→ **What is expected**: Translate this sentence from the discussion about deserving high pay into Spanish: "If you have read Voltaire's short story Candide, then don't forget the main takeaway: "We must cultivate our garden"."

→ **Text provided**:
I think we all have friends like this. My unemployed friends are the ones that always want the biggest salaries as long as they don't have to do anything for them! Last year I could have put my friend's resume at the top of the list when banks were hiring like crazy, get them a remote $120k+ job in no more than 2 interview rounds. You'd have an easier time breaking into Fort Knox than getting them to work. 

 

If you have read Voltaire’s short story Candide, then don’t forget the main takeaway: “We must cultivate our garden”.

If you haven’t read it, you must read it - this message is meant for you.

 

I ain't reading all that but congrats, or sorry that happened to you.In all seriousness do we really need these "woe is me" philosophical meaning of life word vomits every 2 weeks about the money you're making? You know what people do when they feel like they make too much money? They give it away. Be a Good Samaritan, live below your means and donate the rest widely. As much as you’re troubled by making an inordinate amount of money that gives you more power to be a vessel and bless other people with the excess you earned. You don't have to hoard it, relax.

 

the answer is no, but there are a lot of other way more undeservedly compensated people. among them:

- vast majority of tiktokers, IGers, other "influencers" (they can only influence kids and brain dead young adults)

- pretty girls who get a lot of things for free cause guys pay for them

- trust fund kids.

so don't feel bad about yourself. at least you spent a huge chunk of your life studying and working and are putting up with a lot of bullshit and stress to be paid what you make.

 
Controversial

Do We Really Deserve The Money We Make?

Absolutely. People who say otherwise do not understand economics nor finance and aren't worth discussing with. It may sound harsh but it's true: people who work in IB/PE/HF are way smarter than the average Joe, works much harder and figured out earlier in life that focusing on their professional careers was the most mature and fulfilling life path.

People who envy us can just cope.

This year I made quite a lot of money - so much more than I expected that I started questioning the meaning of life.

God, get over yourself, you ain't Steve Schwarzman

Any of us could have been born into a family of drug addicts, uneducated immigrants, or crazy religious\liberal extremists. If we had been born into these families how many of us could have saved ourselves from that shithole? Not many of us, if any. The career we have and the money we make were predetermined by the universe before we were even born. It's so fucking absurd.

Wow that's some deep philosophical thought. Are you a 15 yo girl ?

We can steal the babies of all drug-addict and uneducated families or babies in Africa and give them to Ivy League educated parents and most of them will turn out to be great people who will achieve great things in life.

No they won't. Just check out the Minnesota Transracial Adoption Study. Success in life is determined mainly by genetics and its influence on cognitive abilities (IQ) and personnality (Big 5 traits).

→ **Provided records**:

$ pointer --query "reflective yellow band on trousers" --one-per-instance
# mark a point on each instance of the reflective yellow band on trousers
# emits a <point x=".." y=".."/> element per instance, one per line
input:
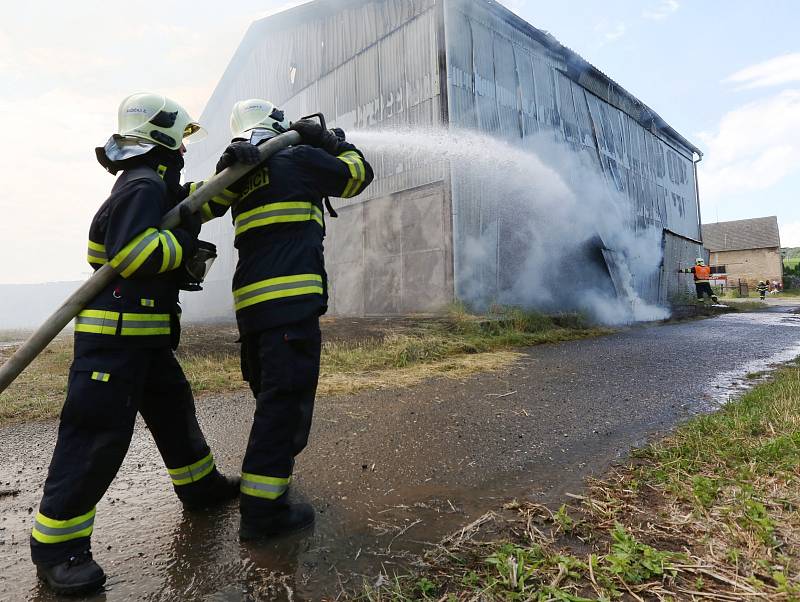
<point x="97" y="321"/>
<point x="277" y="288"/>
<point x="144" y="324"/>
<point x="194" y="472"/>
<point x="50" y="530"/>
<point x="97" y="254"/>
<point x="270" y="488"/>
<point x="358" y="173"/>
<point x="277" y="213"/>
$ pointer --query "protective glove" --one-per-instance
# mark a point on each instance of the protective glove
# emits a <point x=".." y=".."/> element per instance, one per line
<point x="194" y="269"/>
<point x="309" y="129"/>
<point x="238" y="152"/>
<point x="190" y="222"/>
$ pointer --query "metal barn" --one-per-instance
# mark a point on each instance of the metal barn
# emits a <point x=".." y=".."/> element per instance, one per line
<point x="399" y="247"/>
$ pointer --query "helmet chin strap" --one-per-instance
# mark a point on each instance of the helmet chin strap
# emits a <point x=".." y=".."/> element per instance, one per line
<point x="258" y="135"/>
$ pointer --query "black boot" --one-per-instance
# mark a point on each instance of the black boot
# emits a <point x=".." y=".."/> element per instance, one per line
<point x="284" y="519"/>
<point x="211" y="491"/>
<point x="78" y="575"/>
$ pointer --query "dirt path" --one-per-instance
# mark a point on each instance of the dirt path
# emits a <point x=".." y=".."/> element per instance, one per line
<point x="390" y="470"/>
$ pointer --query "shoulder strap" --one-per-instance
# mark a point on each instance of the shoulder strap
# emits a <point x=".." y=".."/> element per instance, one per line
<point x="141" y="172"/>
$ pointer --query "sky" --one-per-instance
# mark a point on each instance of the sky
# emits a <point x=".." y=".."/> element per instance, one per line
<point x="724" y="73"/>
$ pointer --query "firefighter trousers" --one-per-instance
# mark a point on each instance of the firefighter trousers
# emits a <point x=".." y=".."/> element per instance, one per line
<point x="106" y="389"/>
<point x="282" y="366"/>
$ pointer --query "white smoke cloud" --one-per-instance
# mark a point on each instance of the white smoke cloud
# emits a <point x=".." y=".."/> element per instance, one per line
<point x="545" y="214"/>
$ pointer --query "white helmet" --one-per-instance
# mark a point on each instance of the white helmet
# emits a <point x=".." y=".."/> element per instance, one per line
<point x="157" y="119"/>
<point x="257" y="114"/>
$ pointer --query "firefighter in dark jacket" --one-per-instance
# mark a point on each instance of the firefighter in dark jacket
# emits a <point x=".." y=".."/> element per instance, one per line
<point x="280" y="289"/>
<point x="124" y="341"/>
<point x="702" y="274"/>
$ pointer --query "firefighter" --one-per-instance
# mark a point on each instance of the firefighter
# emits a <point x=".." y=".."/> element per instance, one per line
<point x="280" y="289"/>
<point x="702" y="273"/>
<point x="124" y="340"/>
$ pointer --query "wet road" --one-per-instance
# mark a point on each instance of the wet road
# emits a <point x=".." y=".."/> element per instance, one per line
<point x="392" y="469"/>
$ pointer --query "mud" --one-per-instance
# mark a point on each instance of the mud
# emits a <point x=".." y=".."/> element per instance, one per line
<point x="391" y="471"/>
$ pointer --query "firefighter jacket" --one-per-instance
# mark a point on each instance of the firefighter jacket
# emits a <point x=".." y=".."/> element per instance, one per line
<point x="279" y="226"/>
<point x="139" y="308"/>
<point x="701" y="273"/>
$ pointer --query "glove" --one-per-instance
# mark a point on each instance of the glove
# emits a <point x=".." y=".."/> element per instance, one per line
<point x="190" y="222"/>
<point x="239" y="152"/>
<point x="195" y="268"/>
<point x="310" y="131"/>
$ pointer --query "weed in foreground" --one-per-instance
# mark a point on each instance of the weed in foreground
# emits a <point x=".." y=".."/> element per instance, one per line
<point x="710" y="513"/>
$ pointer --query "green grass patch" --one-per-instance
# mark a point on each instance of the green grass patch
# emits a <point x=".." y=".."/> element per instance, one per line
<point x="211" y="361"/>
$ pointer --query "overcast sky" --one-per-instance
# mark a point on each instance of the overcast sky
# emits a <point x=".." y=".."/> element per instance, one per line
<point x="725" y="73"/>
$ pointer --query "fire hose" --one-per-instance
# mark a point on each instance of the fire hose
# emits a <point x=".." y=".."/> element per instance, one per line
<point x="36" y="343"/>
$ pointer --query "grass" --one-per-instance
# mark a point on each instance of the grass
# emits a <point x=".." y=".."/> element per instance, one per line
<point x="712" y="512"/>
<point x="454" y="346"/>
<point x="742" y="305"/>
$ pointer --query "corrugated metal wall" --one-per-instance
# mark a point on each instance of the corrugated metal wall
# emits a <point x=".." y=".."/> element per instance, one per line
<point x="504" y="82"/>
<point x="363" y="64"/>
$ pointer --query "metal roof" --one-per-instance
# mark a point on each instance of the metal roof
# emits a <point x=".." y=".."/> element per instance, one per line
<point x="755" y="233"/>
<point x="578" y="69"/>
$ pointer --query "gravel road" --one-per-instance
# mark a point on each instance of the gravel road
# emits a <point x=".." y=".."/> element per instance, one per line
<point x="392" y="469"/>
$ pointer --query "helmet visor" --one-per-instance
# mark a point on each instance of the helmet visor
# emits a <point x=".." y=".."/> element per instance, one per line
<point x="194" y="132"/>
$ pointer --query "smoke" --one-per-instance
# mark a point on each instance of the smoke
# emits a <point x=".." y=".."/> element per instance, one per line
<point x="536" y="225"/>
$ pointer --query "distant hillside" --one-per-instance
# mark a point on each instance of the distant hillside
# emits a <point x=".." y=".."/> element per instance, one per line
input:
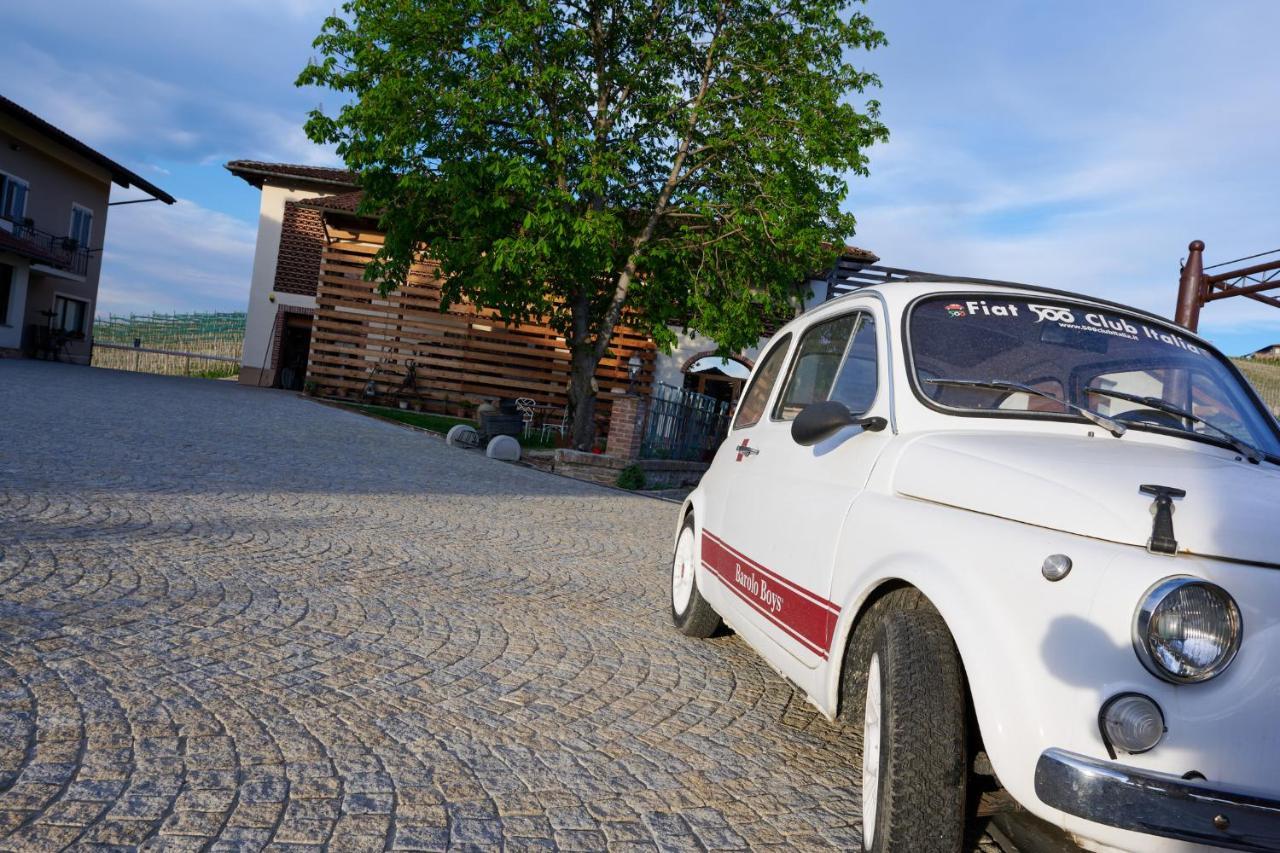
<point x="200" y="334"/>
<point x="1265" y="375"/>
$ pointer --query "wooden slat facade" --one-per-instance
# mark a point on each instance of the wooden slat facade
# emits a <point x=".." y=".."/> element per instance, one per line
<point x="461" y="355"/>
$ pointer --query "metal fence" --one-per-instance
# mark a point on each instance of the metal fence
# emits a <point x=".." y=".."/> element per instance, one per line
<point x="682" y="424"/>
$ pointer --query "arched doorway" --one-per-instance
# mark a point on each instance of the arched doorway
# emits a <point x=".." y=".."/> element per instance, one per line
<point x="717" y="377"/>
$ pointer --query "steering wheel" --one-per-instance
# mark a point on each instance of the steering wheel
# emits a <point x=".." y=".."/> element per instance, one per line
<point x="1152" y="416"/>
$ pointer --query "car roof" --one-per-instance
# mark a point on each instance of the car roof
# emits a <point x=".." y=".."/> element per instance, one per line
<point x="897" y="295"/>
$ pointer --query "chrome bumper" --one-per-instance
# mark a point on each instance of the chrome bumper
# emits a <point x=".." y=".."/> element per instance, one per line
<point x="1156" y="803"/>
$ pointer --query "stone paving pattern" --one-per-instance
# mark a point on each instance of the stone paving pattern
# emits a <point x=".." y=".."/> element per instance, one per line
<point x="233" y="619"/>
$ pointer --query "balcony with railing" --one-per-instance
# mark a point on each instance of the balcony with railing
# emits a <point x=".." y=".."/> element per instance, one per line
<point x="42" y="246"/>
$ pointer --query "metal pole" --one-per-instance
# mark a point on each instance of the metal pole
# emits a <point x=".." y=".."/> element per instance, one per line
<point x="1191" y="287"/>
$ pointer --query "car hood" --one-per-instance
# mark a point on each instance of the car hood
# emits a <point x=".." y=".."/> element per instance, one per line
<point x="1089" y="486"/>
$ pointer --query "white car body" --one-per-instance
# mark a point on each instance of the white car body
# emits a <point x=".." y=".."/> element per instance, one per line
<point x="792" y="541"/>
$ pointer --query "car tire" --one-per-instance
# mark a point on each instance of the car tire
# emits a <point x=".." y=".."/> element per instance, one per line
<point x="689" y="610"/>
<point x="914" y="767"/>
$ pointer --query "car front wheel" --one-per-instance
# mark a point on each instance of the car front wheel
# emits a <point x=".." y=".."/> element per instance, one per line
<point x="913" y="738"/>
<point x="689" y="610"/>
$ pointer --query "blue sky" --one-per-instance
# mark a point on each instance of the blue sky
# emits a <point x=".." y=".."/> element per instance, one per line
<point x="1079" y="145"/>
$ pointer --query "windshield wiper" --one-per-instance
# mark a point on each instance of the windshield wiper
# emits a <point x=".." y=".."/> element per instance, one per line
<point x="1112" y="427"/>
<point x="1240" y="446"/>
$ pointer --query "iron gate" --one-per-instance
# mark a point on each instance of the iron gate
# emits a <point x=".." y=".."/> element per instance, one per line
<point x="682" y="424"/>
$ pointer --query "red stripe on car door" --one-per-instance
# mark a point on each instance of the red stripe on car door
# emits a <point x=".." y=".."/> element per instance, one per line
<point x="805" y="616"/>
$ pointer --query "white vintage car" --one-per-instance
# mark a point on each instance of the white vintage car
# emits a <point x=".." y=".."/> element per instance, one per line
<point x="1022" y="538"/>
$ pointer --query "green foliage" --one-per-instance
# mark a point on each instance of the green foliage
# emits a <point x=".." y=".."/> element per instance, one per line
<point x="681" y="160"/>
<point x="631" y="478"/>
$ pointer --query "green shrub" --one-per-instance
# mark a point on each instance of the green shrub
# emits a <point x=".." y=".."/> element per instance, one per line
<point x="631" y="478"/>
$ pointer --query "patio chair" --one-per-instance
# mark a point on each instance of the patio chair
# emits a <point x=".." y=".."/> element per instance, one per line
<point x="560" y="429"/>
<point x="526" y="406"/>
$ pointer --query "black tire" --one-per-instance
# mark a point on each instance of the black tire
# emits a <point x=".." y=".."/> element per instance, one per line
<point x="698" y="617"/>
<point x="919" y="801"/>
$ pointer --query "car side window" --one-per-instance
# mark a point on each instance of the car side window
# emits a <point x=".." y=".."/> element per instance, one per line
<point x="835" y="360"/>
<point x="814" y="368"/>
<point x="757" y="395"/>
<point x="859" y="377"/>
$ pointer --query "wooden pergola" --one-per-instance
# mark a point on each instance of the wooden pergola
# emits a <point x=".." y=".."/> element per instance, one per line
<point x="1196" y="290"/>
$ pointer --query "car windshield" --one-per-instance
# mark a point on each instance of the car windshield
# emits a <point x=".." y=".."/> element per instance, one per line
<point x="1120" y="365"/>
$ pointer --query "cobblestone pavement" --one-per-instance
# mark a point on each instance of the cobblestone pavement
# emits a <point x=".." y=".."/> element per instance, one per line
<point x="233" y="617"/>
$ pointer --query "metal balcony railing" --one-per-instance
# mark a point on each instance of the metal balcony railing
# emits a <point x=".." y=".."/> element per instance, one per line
<point x="63" y="252"/>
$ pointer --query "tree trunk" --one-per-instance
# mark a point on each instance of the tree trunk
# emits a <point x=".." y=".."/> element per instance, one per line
<point x="581" y="384"/>
<point x="581" y="396"/>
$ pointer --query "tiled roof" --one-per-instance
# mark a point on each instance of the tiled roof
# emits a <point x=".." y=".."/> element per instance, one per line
<point x="341" y="203"/>
<point x="119" y="174"/>
<point x="257" y="172"/>
<point x="856" y="254"/>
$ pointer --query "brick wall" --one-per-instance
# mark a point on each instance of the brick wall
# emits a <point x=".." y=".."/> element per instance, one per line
<point x="626" y="427"/>
<point x="301" y="242"/>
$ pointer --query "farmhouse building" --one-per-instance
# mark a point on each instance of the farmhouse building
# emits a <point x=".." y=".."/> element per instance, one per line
<point x="54" y="196"/>
<point x="314" y="319"/>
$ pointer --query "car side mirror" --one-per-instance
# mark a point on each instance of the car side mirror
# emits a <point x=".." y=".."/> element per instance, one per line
<point x="822" y="420"/>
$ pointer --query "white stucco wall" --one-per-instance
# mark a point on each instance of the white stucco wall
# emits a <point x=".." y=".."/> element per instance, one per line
<point x="261" y="309"/>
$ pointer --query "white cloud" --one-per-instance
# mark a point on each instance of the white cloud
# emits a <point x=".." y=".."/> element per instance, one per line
<point x="161" y="258"/>
<point x="1079" y="147"/>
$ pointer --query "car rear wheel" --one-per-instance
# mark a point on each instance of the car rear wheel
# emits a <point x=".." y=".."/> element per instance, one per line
<point x="689" y="610"/>
<point x="913" y="738"/>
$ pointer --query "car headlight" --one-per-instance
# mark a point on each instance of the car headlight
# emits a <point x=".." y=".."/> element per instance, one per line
<point x="1187" y="629"/>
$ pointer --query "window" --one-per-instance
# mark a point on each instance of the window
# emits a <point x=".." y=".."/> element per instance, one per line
<point x="836" y="360"/>
<point x="1086" y="354"/>
<point x="757" y="395"/>
<point x="5" y="286"/>
<point x="859" y="378"/>
<point x="816" y="365"/>
<point x="69" y="314"/>
<point x="13" y="197"/>
<point x="82" y="226"/>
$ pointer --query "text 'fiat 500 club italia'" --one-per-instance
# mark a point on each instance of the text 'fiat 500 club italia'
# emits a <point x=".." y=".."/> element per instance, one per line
<point x="1023" y="539"/>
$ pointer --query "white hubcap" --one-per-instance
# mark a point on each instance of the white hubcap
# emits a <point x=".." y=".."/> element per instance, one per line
<point x="682" y="571"/>
<point x="871" y="752"/>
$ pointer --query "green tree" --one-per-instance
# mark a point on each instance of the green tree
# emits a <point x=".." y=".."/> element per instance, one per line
<point x="588" y="162"/>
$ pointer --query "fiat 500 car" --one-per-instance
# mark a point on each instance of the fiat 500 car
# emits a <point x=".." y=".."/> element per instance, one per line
<point x="1025" y="541"/>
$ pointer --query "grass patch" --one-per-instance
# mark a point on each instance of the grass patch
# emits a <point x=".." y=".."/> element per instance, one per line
<point x="440" y="423"/>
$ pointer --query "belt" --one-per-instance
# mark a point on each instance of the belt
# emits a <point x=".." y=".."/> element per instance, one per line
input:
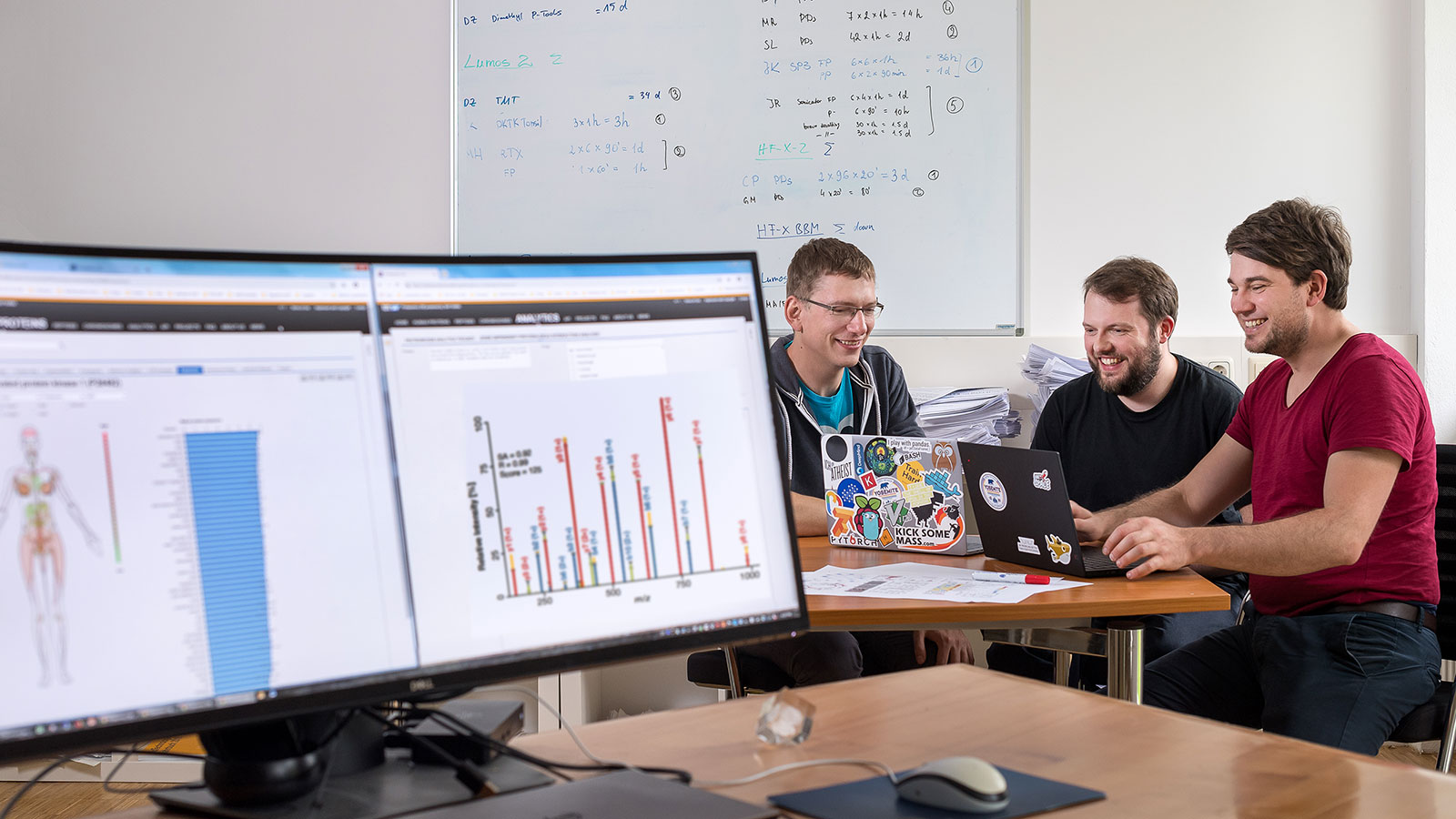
<point x="1394" y="608"/>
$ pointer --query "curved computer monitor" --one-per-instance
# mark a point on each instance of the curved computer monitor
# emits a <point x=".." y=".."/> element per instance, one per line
<point x="242" y="486"/>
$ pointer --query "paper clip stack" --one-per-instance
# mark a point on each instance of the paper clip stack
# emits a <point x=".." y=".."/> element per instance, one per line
<point x="972" y="414"/>
<point x="1048" y="370"/>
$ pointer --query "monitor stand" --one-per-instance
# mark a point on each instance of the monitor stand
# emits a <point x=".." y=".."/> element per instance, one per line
<point x="366" y="780"/>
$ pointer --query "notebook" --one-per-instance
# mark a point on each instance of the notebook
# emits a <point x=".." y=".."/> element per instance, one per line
<point x="895" y="493"/>
<point x="1019" y="500"/>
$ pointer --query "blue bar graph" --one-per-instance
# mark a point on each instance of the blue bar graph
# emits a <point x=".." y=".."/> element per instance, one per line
<point x="228" y="516"/>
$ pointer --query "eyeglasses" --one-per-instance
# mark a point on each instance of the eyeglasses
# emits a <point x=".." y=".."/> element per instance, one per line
<point x="846" y="314"/>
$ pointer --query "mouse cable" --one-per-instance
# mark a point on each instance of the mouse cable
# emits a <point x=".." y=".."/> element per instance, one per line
<point x="127" y="753"/>
<point x="466" y="773"/>
<point x="778" y="770"/>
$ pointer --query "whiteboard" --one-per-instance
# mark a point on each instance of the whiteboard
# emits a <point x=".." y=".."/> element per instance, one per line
<point x="670" y="126"/>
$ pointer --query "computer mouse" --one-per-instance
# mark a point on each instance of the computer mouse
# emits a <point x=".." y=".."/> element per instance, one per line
<point x="957" y="783"/>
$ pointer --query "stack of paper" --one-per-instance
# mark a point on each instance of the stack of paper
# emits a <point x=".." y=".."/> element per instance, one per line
<point x="970" y="414"/>
<point x="924" y="581"/>
<point x="1048" y="370"/>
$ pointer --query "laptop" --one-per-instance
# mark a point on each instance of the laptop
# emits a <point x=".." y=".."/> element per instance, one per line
<point x="895" y="493"/>
<point x="1019" y="500"/>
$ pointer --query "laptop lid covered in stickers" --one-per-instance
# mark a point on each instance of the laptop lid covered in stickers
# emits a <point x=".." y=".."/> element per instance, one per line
<point x="1021" y="508"/>
<point x="895" y="493"/>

→ **Exercise solution**: Si has leído el relato corto Cándido de Voltaire, entonces no olvides la enseñanza principal: «Debemos cultivar nuestro jardín».